Objective: Could you repeat exactly the lines below, from the line containing "Target: tiled floor" through the last one, both included, while leaving out any pictures?

— START OF Dataset rows —

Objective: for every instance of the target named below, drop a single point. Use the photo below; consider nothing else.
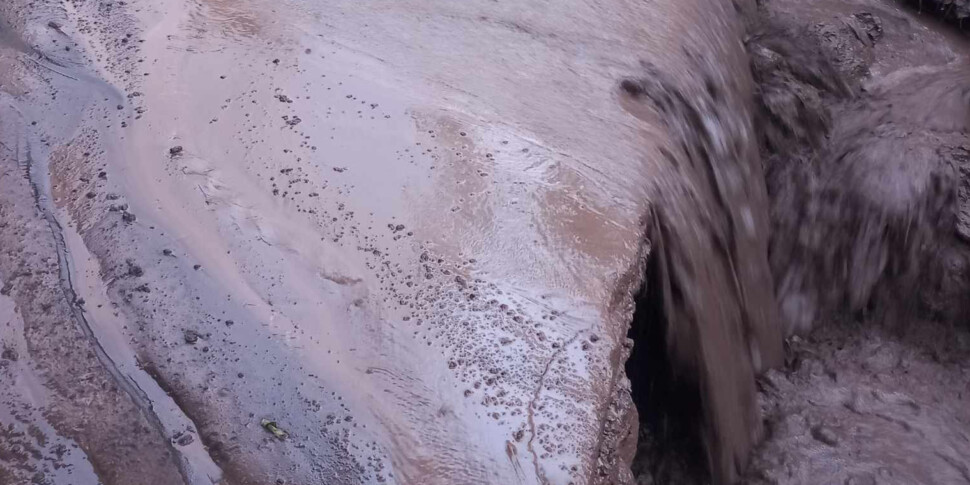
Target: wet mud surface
(251, 242)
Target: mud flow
(447, 243)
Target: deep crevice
(670, 441)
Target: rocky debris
(708, 306)
(191, 336)
(183, 438)
(953, 10)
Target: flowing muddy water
(411, 235)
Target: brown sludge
(348, 242)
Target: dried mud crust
(85, 403)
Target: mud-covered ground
(401, 242)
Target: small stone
(183, 439)
(191, 336)
(825, 435)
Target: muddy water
(408, 233)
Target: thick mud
(349, 242)
(379, 230)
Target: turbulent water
(404, 242)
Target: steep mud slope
(865, 112)
(372, 242)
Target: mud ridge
(136, 394)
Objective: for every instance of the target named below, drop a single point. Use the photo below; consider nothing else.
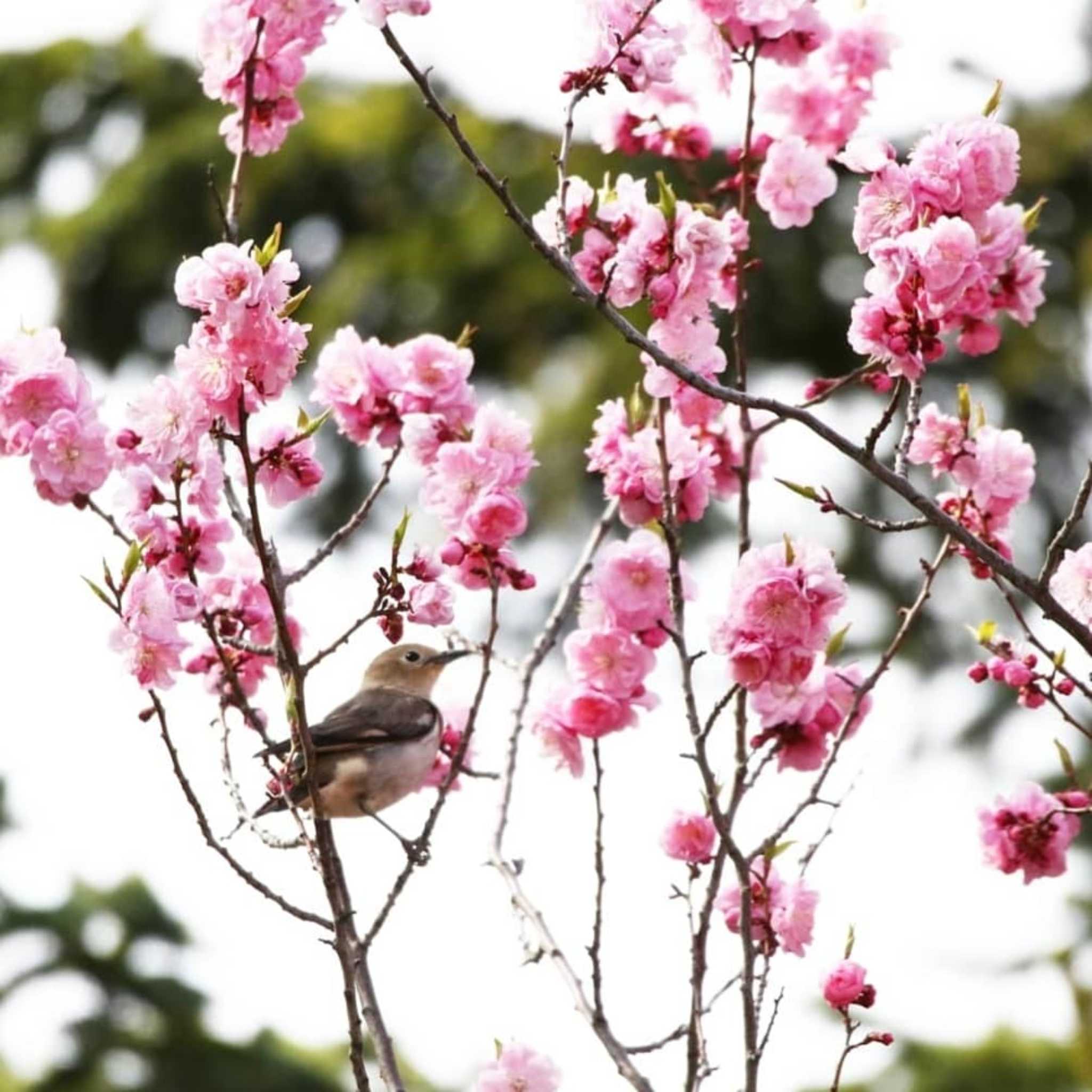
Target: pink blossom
(1028, 832)
(579, 197)
(430, 604)
(223, 281)
(1002, 473)
(630, 582)
(589, 712)
(509, 437)
(782, 602)
(845, 984)
(165, 425)
(886, 207)
(378, 11)
(782, 914)
(793, 180)
(689, 837)
(357, 380)
(36, 380)
(1021, 286)
(519, 1070)
(611, 661)
(463, 474)
(1072, 584)
(938, 440)
(557, 741)
(69, 456)
(287, 469)
(149, 607)
(152, 662)
(434, 375)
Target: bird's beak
(446, 657)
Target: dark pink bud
(522, 580)
(977, 672)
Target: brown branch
(567, 599)
(355, 520)
(207, 833)
(909, 617)
(234, 190)
(601, 878)
(1058, 543)
(913, 417)
(347, 944)
(884, 474)
(89, 503)
(880, 427)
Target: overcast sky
(93, 797)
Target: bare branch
(884, 474)
(355, 520)
(191, 799)
(1058, 543)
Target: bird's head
(413, 668)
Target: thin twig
(909, 617)
(913, 417)
(355, 520)
(235, 187)
(1058, 543)
(89, 503)
(884, 474)
(191, 799)
(601, 878)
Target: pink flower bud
(452, 552)
(1017, 675)
(845, 985)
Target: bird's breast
(374, 780)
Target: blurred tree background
(397, 236)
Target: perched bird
(378, 746)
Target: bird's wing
(374, 717)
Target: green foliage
(1004, 1062)
(150, 1024)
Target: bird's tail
(274, 804)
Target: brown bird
(378, 746)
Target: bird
(377, 747)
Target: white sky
(93, 797)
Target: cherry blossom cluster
(1072, 583)
(1031, 831)
(783, 600)
(677, 257)
(994, 468)
(948, 254)
(47, 413)
(630, 44)
(475, 458)
(782, 913)
(1018, 668)
(257, 49)
(519, 1070)
(624, 614)
(378, 11)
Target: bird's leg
(415, 851)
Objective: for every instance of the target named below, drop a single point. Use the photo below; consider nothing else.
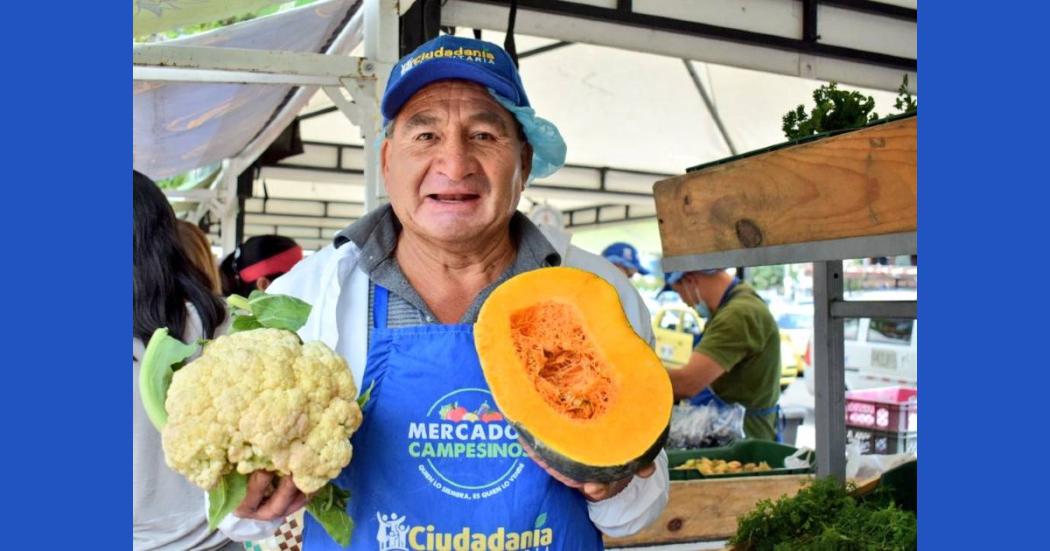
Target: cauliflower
(259, 399)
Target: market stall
(844, 195)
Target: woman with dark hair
(169, 292)
(197, 250)
(257, 262)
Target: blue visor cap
(625, 255)
(455, 58)
(671, 278)
(448, 58)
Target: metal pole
(228, 192)
(380, 45)
(828, 371)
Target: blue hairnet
(548, 148)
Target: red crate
(889, 409)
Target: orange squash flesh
(567, 369)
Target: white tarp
(181, 126)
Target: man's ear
(526, 164)
(383, 161)
(263, 282)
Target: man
(397, 293)
(738, 357)
(625, 256)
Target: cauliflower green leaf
(279, 312)
(260, 310)
(164, 353)
(225, 497)
(329, 507)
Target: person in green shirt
(738, 357)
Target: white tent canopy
(629, 118)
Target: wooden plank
(708, 509)
(852, 185)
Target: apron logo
(464, 447)
(394, 534)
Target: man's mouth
(453, 197)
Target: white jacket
(339, 294)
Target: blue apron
(708, 395)
(435, 464)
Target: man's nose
(456, 159)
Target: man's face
(688, 289)
(455, 166)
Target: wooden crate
(851, 185)
(708, 509)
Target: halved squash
(568, 372)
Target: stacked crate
(883, 420)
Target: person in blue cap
(738, 357)
(397, 294)
(625, 256)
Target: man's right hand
(261, 505)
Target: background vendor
(625, 256)
(738, 358)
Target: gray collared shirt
(376, 235)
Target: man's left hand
(593, 491)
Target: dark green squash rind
(581, 472)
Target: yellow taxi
(677, 329)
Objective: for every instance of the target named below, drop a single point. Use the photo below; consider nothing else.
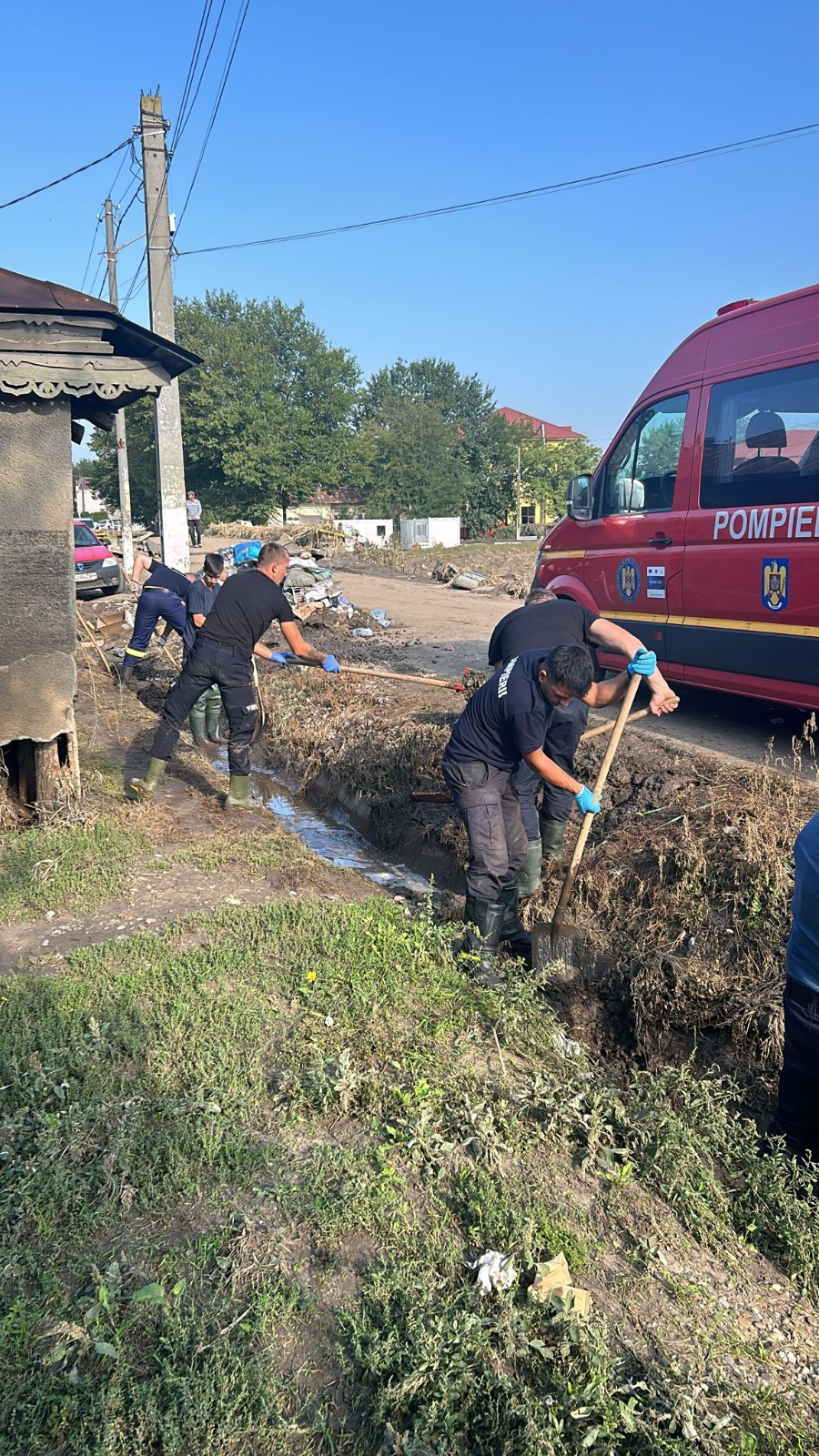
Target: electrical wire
(66, 178)
(238, 29)
(596, 179)
(182, 121)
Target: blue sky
(337, 114)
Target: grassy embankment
(242, 1159)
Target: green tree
(267, 417)
(547, 468)
(479, 451)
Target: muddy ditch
(683, 893)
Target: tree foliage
(267, 417)
(547, 468)
(438, 430)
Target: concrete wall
(36, 570)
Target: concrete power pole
(169, 459)
(120, 415)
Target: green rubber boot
(213, 715)
(552, 834)
(530, 873)
(198, 723)
(239, 793)
(150, 778)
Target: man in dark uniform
(504, 724)
(206, 713)
(164, 594)
(547, 621)
(222, 654)
(797, 1108)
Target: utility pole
(169, 459)
(120, 415)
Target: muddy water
(329, 834)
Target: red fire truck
(700, 528)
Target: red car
(700, 528)
(95, 568)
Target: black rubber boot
(150, 778)
(479, 950)
(197, 720)
(511, 934)
(530, 875)
(552, 834)
(239, 793)
(213, 720)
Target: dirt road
(426, 618)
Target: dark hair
(271, 552)
(570, 667)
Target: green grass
(238, 1184)
(69, 868)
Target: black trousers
(230, 670)
(564, 732)
(490, 810)
(797, 1108)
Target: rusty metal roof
(24, 295)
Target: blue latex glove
(586, 801)
(643, 662)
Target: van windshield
(763, 440)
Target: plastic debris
(494, 1271)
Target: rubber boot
(197, 720)
(150, 778)
(213, 717)
(239, 793)
(511, 934)
(552, 834)
(480, 944)
(530, 874)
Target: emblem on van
(775, 582)
(629, 580)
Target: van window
(763, 440)
(642, 470)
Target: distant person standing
(194, 519)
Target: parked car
(95, 568)
(700, 528)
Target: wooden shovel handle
(588, 819)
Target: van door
(632, 562)
(751, 574)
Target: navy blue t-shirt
(162, 575)
(506, 718)
(200, 602)
(804, 946)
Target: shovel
(588, 819)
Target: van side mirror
(579, 499)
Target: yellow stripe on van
(726, 623)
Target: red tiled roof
(540, 427)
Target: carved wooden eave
(47, 357)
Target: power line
(57, 181)
(182, 121)
(596, 179)
(238, 29)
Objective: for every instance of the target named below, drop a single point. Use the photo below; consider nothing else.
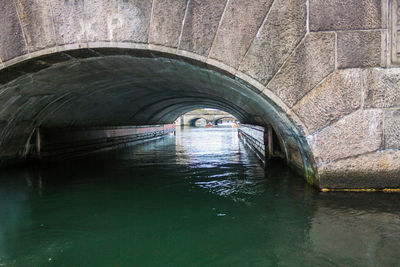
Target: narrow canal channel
(195, 199)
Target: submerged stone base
(56, 144)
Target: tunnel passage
(121, 90)
(198, 122)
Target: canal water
(197, 199)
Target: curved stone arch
(187, 102)
(318, 50)
(223, 117)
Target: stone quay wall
(56, 144)
(253, 137)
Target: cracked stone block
(239, 26)
(392, 129)
(312, 61)
(201, 23)
(338, 140)
(68, 19)
(166, 22)
(11, 36)
(36, 20)
(345, 15)
(283, 29)
(376, 170)
(382, 88)
(359, 49)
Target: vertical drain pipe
(38, 145)
(270, 142)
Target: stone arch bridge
(323, 75)
(213, 116)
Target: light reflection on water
(199, 199)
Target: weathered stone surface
(345, 14)
(337, 96)
(282, 30)
(358, 49)
(68, 20)
(392, 129)
(37, 22)
(313, 60)
(135, 20)
(12, 43)
(239, 25)
(166, 22)
(200, 25)
(117, 20)
(382, 88)
(340, 140)
(376, 170)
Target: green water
(197, 199)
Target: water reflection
(195, 199)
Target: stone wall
(55, 144)
(253, 137)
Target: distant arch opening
(119, 87)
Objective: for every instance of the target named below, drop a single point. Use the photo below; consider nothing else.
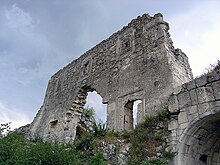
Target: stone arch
(200, 143)
(128, 113)
(74, 122)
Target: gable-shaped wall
(138, 62)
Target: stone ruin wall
(138, 62)
(195, 122)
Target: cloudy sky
(38, 37)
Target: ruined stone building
(139, 62)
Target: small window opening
(131, 114)
(53, 123)
(94, 100)
(203, 158)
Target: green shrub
(89, 113)
(100, 129)
(97, 159)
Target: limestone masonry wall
(195, 124)
(138, 62)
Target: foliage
(14, 149)
(89, 112)
(100, 129)
(149, 138)
(146, 141)
(4, 129)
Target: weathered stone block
(191, 85)
(177, 90)
(216, 89)
(193, 117)
(173, 104)
(192, 109)
(193, 96)
(202, 108)
(205, 94)
(182, 117)
(201, 81)
(184, 100)
(173, 125)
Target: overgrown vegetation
(148, 141)
(213, 67)
(147, 146)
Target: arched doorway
(131, 111)
(201, 142)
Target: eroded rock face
(138, 62)
(195, 124)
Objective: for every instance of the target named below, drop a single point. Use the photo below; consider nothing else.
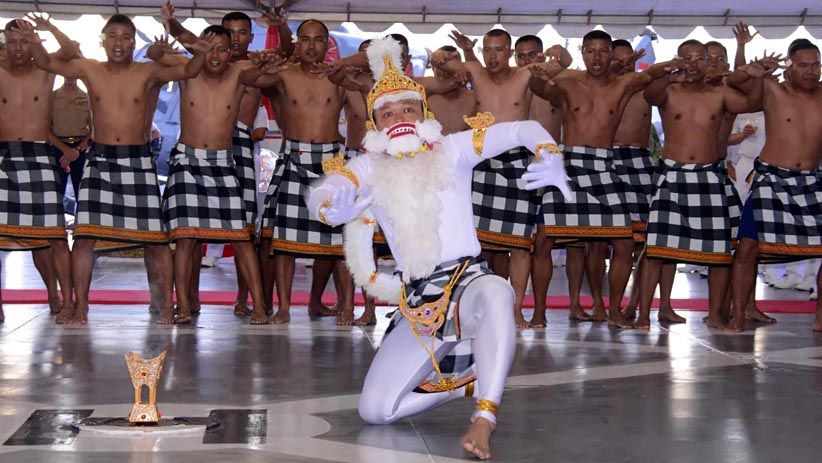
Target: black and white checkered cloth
(457, 364)
(286, 220)
(599, 208)
(694, 214)
(635, 168)
(243, 152)
(504, 211)
(787, 210)
(119, 203)
(31, 203)
(203, 199)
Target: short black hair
(799, 45)
(236, 16)
(120, 19)
(403, 40)
(307, 21)
(598, 35)
(529, 38)
(691, 42)
(621, 43)
(218, 30)
(714, 43)
(499, 33)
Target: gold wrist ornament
(320, 215)
(550, 148)
(479, 124)
(336, 165)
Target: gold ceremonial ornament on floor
(144, 372)
(479, 124)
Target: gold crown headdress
(391, 84)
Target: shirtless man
(683, 225)
(781, 217)
(121, 169)
(239, 24)
(502, 91)
(528, 50)
(593, 98)
(28, 181)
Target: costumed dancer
(416, 184)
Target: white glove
(548, 172)
(345, 206)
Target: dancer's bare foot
(66, 314)
(241, 310)
(477, 440)
(758, 316)
(579, 315)
(317, 312)
(519, 320)
(643, 323)
(668, 315)
(282, 316)
(368, 318)
(55, 306)
(616, 319)
(346, 318)
(716, 322)
(538, 320)
(629, 312)
(258, 317)
(166, 316)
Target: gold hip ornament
(144, 372)
(426, 319)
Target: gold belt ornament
(479, 124)
(426, 319)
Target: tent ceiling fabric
(624, 18)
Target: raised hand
(462, 41)
(743, 34)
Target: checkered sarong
(203, 199)
(457, 364)
(243, 153)
(787, 211)
(599, 208)
(286, 220)
(31, 203)
(694, 214)
(119, 202)
(504, 211)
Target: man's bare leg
(268, 270)
(44, 263)
(184, 260)
(284, 271)
(194, 282)
(345, 293)
(519, 269)
(249, 269)
(320, 274)
(621, 262)
(595, 269)
(163, 263)
(575, 271)
(62, 268)
(82, 264)
(542, 270)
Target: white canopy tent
(671, 19)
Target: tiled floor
(577, 392)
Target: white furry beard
(377, 141)
(407, 190)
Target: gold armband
(336, 165)
(479, 124)
(550, 148)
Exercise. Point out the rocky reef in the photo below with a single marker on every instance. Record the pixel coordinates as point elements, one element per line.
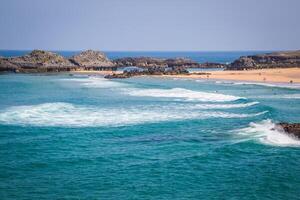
<point>283,59</point>
<point>147,62</point>
<point>45,61</point>
<point>90,59</point>
<point>150,71</point>
<point>36,61</point>
<point>290,128</point>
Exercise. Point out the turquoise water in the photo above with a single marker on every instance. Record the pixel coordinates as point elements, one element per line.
<point>84,137</point>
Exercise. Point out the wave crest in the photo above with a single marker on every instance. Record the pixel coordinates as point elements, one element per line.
<point>266,132</point>
<point>181,93</point>
<point>69,115</point>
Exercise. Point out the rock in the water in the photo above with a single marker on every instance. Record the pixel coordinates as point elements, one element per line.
<point>291,128</point>
<point>91,58</point>
<point>6,66</point>
<point>270,60</point>
<point>147,62</point>
<point>40,58</point>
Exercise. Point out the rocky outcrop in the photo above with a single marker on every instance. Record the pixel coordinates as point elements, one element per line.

— END OF Dataset rows —

Output of the task:
Target: tiled floor
(577, 392)
Target: white furry beard
(377, 141)
(407, 190)
Target: gold armband
(336, 165)
(479, 124)
(550, 148)
Exercise. Point out the rocky reef in the photo below with a single marker on every instance. Record the pixel coordinates as point elements, one element per line.
<point>283,59</point>
<point>147,62</point>
<point>45,61</point>
<point>90,59</point>
<point>150,71</point>
<point>36,61</point>
<point>290,128</point>
Exercise. Point out the turquoise water in the photo above with a single marker on every instance. Record the pixel coordinates as point elements, one element per line.
<point>84,137</point>
Exercise. Point out the wave crest in the photo above with a single marker on every instance. Record the pixel coordinates as point elements, one element per line.
<point>266,132</point>
<point>181,93</point>
<point>69,115</point>
Exercise. Point out the rock in the water in the photo above with a single marker on every instance. Record the pixel coordinates as point elements, one element per line.
<point>291,128</point>
<point>91,58</point>
<point>6,66</point>
<point>270,60</point>
<point>147,62</point>
<point>40,58</point>
Exercise. Point out the rocky outcrop in the photo above with a single marker on every instance. Record the pixel coordinates as point elements, one element per line.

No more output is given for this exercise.